== EXERCISE MATERIAL

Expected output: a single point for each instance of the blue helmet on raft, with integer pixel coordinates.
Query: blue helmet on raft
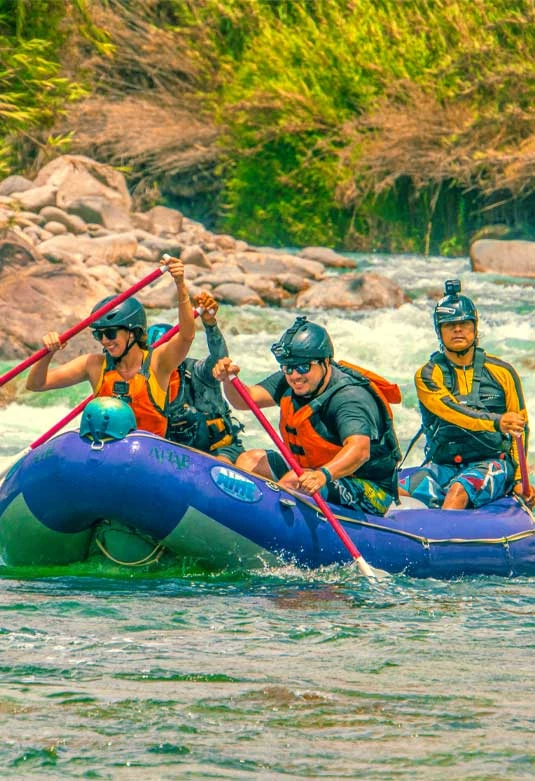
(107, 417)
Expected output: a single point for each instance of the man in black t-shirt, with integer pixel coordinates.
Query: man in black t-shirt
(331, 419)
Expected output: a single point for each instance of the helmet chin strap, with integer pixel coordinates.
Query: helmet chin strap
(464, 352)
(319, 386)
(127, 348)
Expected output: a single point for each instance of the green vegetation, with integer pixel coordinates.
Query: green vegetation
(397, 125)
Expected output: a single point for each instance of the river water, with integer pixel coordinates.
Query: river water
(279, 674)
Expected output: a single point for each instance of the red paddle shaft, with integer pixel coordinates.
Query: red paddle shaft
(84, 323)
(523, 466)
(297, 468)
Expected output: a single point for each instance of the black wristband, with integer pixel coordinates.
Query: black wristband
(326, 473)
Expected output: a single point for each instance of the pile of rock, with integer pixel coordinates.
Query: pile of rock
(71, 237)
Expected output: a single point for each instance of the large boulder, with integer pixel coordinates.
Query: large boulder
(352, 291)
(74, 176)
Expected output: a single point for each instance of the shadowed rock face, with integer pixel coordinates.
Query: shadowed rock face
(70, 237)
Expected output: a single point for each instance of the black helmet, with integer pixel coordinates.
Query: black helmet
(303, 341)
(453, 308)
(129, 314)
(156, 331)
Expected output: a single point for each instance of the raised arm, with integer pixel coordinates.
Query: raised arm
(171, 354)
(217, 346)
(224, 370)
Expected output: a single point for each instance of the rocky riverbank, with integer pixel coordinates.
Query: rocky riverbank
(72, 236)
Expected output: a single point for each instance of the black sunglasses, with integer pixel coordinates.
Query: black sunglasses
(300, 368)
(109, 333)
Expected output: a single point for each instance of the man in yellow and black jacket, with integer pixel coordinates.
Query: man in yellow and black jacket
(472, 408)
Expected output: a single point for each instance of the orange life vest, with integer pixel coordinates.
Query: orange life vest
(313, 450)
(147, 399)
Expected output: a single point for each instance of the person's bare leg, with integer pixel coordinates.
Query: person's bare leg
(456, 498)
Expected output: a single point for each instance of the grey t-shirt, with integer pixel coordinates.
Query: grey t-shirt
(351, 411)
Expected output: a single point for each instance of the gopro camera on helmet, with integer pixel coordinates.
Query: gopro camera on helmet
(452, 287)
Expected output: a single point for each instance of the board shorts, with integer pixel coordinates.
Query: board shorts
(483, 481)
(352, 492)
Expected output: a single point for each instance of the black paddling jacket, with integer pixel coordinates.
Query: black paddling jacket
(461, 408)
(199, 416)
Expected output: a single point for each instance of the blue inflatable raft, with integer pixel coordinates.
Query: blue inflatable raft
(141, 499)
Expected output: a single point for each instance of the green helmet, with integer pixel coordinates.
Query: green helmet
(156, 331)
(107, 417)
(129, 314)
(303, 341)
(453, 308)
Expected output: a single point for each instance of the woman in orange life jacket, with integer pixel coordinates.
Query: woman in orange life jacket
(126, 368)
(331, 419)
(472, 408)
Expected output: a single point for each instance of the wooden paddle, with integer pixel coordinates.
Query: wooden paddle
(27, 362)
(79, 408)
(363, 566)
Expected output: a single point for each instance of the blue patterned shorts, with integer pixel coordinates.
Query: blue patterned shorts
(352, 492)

====
== EXERCISE MATERIAL

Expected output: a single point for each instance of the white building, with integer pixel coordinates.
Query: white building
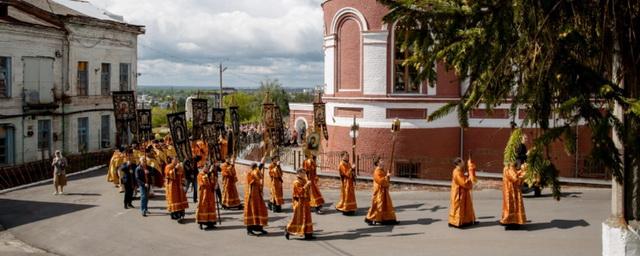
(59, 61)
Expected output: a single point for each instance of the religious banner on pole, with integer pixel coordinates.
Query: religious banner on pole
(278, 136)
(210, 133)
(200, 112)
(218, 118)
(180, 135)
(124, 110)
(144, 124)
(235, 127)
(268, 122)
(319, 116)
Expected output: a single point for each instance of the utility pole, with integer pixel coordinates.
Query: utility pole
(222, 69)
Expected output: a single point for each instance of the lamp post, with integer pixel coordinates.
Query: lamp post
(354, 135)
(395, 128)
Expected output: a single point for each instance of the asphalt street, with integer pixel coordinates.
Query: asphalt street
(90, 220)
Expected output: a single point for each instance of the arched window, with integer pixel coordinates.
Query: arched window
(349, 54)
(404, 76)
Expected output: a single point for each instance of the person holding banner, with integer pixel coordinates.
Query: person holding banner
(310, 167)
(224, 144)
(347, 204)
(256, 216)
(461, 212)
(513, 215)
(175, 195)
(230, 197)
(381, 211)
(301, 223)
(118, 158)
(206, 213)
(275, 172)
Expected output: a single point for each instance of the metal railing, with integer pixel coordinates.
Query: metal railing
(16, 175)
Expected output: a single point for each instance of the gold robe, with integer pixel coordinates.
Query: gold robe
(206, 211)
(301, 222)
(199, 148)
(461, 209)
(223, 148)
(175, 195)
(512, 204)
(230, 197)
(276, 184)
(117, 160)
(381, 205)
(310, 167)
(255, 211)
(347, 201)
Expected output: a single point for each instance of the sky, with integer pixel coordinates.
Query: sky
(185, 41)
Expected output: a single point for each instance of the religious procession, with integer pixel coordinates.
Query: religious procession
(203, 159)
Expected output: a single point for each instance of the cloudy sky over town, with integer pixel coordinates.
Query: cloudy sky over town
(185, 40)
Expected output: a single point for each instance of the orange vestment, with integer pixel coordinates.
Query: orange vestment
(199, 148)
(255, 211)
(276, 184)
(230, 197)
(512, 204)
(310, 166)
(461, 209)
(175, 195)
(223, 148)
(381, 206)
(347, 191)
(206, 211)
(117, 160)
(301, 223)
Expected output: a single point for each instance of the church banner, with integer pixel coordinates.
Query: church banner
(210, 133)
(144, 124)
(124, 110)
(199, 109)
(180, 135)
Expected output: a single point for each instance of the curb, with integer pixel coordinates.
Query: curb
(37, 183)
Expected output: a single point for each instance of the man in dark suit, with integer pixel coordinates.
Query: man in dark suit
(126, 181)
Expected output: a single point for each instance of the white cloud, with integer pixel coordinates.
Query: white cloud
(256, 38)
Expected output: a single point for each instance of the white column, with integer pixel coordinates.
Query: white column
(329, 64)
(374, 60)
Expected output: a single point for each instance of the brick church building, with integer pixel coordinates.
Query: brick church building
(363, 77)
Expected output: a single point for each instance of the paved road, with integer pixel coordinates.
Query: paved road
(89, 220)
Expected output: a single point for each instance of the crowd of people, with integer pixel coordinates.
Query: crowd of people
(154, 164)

====
== EXERCISE MATERIAL

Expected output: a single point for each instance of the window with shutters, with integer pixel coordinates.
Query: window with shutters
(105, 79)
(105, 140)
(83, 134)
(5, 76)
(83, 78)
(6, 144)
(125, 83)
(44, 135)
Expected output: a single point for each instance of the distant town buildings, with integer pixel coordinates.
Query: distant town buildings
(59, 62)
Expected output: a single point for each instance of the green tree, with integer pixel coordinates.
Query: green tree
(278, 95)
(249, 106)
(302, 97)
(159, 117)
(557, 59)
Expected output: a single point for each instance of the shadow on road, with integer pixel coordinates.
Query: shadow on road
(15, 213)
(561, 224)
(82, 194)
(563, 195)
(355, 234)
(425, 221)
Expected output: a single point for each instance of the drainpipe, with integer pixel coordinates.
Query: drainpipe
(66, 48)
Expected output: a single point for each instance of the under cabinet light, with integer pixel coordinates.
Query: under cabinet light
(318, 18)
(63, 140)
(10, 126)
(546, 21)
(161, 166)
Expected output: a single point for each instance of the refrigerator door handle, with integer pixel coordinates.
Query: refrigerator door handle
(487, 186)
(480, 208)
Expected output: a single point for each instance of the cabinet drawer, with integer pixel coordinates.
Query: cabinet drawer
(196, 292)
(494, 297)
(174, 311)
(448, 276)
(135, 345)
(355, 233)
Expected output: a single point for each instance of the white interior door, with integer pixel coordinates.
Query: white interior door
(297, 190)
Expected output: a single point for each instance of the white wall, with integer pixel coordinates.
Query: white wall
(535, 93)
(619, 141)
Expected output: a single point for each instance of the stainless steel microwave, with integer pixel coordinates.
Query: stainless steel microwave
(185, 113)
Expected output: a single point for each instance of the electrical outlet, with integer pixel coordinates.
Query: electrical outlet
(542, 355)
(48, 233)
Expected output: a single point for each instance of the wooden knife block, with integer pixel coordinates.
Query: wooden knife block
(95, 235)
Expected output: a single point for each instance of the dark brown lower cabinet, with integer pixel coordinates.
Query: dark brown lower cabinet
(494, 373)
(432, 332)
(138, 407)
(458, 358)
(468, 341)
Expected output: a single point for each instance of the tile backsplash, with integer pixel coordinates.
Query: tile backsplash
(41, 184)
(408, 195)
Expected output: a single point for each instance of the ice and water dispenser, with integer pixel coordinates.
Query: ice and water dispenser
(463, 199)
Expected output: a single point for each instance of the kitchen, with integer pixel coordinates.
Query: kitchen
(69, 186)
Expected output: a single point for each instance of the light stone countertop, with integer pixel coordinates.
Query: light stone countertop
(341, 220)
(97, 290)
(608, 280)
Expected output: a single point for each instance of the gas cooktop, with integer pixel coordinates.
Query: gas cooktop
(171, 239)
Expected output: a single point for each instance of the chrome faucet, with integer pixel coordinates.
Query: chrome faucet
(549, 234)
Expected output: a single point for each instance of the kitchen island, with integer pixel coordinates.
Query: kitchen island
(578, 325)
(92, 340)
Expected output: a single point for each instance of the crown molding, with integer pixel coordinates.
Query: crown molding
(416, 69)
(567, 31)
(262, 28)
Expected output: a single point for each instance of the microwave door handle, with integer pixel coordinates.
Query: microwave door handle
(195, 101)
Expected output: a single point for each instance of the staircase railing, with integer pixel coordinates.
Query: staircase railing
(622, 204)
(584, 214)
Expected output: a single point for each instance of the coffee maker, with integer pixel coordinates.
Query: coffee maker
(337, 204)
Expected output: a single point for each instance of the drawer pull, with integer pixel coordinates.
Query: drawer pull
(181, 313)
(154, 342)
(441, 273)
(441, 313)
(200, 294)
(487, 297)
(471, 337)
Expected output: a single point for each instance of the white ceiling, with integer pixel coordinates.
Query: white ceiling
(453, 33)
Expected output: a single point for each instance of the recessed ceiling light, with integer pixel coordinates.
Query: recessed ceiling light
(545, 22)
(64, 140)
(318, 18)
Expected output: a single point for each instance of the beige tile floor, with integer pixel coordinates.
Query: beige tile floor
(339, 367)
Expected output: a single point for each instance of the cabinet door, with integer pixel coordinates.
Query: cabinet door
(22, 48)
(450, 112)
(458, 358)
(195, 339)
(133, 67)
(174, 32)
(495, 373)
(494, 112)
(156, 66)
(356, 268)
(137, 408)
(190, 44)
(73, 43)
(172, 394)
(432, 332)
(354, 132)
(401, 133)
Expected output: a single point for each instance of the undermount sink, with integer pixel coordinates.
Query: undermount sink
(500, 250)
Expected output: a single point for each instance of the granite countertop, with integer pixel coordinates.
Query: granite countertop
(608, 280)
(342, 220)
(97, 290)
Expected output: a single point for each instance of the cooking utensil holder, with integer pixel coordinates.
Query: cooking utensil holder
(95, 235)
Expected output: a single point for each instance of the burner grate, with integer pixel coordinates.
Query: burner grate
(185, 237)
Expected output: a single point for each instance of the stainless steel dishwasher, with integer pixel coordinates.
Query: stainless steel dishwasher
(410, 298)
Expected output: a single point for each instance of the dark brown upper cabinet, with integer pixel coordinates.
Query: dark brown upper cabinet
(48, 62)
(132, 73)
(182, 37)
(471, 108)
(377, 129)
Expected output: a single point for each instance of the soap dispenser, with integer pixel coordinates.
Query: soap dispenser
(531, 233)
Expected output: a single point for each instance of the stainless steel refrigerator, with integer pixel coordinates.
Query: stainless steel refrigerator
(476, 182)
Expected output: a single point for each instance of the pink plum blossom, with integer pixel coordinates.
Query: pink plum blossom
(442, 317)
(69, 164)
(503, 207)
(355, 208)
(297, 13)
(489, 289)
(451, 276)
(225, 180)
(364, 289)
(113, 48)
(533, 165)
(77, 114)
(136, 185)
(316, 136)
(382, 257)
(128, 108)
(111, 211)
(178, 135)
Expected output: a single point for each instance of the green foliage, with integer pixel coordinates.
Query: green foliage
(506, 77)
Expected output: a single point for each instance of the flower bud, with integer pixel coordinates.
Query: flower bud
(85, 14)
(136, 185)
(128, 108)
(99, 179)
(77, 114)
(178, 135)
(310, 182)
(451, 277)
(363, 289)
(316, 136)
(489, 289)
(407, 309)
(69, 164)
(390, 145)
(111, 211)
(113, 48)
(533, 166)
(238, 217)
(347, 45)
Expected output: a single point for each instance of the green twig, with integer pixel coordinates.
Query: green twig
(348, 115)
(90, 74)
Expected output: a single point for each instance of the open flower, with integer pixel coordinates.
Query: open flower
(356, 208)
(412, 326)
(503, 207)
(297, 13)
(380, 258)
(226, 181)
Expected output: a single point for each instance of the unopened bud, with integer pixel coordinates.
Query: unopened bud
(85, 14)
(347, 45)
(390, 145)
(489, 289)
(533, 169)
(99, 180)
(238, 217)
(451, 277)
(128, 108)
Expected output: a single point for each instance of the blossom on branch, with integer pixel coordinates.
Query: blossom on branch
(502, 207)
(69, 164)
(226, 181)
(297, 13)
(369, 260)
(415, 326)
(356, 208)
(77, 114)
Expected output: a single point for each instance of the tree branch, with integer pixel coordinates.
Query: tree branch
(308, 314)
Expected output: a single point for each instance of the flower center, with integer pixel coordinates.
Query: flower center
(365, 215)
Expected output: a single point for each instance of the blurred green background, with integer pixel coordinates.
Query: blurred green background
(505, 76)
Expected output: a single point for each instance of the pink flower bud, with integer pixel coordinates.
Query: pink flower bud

====

> **EXERCISE BRIEF**
Among the lines above, repeat exactly those from the line with "Query: tree branch" to the line with "Query: pink flower bud", counting both ends.

> **OUTPUT**
Query: tree branch
(308, 314)
Expected output: a single point for each instance of the flower center, with integer pixel coordinates.
Query: flower center
(365, 215)
Expected output: a single point for each instance of the blurred green background, with integer pixel coordinates.
Query: blurred green background
(505, 76)
Expected output: a single point for each instance of the pink flower bud, with integer pixel coordinates.
Query: pink flower bud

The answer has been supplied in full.